DO THIS
Find each line of the records that contains the word "wooden" and copy it out.
===============
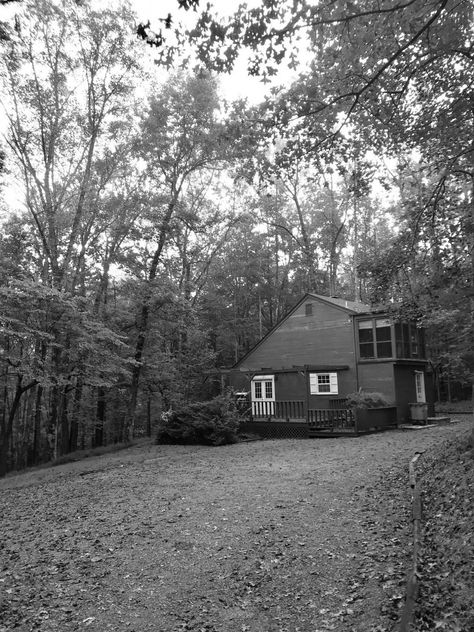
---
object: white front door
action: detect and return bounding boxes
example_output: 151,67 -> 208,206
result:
252,375 -> 275,417
415,371 -> 426,403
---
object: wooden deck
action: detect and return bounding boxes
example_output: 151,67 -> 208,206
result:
245,400 -> 397,437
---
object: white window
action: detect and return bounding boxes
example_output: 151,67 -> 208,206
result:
251,375 -> 275,417
415,371 -> 426,403
309,373 -> 339,395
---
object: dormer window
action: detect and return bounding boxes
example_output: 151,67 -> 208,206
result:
358,318 -> 393,359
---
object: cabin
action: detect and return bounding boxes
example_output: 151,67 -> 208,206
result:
225,293 -> 433,430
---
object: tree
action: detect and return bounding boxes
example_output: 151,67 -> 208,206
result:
129,74 -> 237,433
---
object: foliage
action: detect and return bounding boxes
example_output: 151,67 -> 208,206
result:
415,435 -> 474,632
157,393 -> 241,446
346,391 -> 393,408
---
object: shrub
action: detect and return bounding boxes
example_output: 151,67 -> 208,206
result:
157,393 -> 242,445
347,391 -> 393,408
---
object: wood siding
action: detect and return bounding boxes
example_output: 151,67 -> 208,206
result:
359,362 -> 396,402
237,297 -> 355,371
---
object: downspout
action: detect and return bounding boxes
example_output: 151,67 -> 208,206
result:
351,315 -> 359,392
351,314 -> 359,435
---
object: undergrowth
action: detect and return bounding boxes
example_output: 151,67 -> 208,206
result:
415,436 -> 474,632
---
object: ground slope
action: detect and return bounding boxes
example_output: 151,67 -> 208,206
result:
0,421 -> 469,632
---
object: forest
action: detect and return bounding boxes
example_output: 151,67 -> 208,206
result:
0,0 -> 474,475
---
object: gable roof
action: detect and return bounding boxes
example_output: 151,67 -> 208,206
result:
232,292 -> 372,369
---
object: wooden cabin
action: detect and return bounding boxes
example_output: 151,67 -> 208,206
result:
226,293 -> 433,434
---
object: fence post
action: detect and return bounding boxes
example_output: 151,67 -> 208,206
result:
399,452 -> 423,632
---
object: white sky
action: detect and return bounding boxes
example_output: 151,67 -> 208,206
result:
130,0 -> 296,104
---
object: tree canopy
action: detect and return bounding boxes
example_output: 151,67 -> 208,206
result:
0,0 -> 474,474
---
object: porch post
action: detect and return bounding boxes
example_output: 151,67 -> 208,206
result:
304,364 -> 309,424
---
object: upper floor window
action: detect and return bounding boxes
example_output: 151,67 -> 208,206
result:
309,373 -> 339,395
395,323 -> 426,358
358,318 -> 393,358
252,375 -> 275,400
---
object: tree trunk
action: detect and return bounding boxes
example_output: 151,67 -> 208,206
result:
0,375 -> 36,477
128,193 -> 180,441
30,384 -> 43,465
69,378 -> 82,452
94,386 -> 107,448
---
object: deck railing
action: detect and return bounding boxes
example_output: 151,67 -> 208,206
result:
252,400 -> 354,428
252,400 -> 306,420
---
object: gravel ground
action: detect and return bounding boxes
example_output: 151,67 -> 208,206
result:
0,419 -> 471,632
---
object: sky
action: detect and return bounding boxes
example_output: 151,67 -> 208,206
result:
130,0 -> 295,104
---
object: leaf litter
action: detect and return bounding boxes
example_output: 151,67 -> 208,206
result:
0,422 -> 468,632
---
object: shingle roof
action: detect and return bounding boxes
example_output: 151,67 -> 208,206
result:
310,292 -> 372,314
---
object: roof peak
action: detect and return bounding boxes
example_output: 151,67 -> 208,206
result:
308,292 -> 372,313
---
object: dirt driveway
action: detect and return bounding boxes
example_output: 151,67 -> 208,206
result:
0,421 -> 470,632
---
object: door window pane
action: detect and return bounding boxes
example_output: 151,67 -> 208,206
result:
265,382 -> 273,399
375,318 -> 392,358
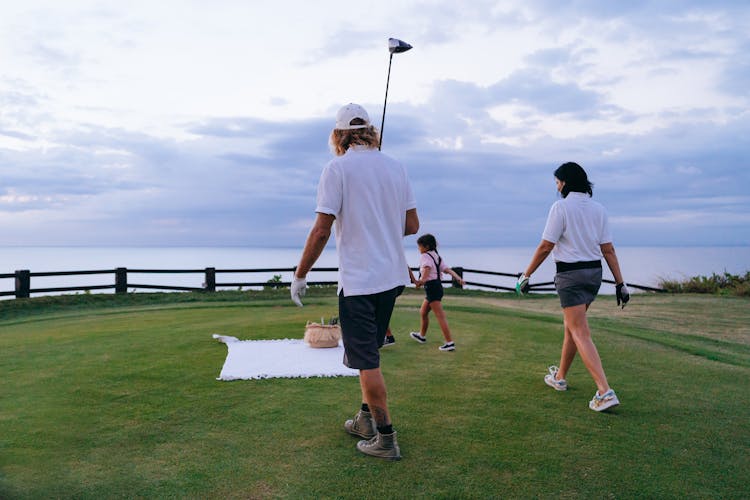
===============
EXERCISE OUTPUT
object: wooden deck
object: wooden cabin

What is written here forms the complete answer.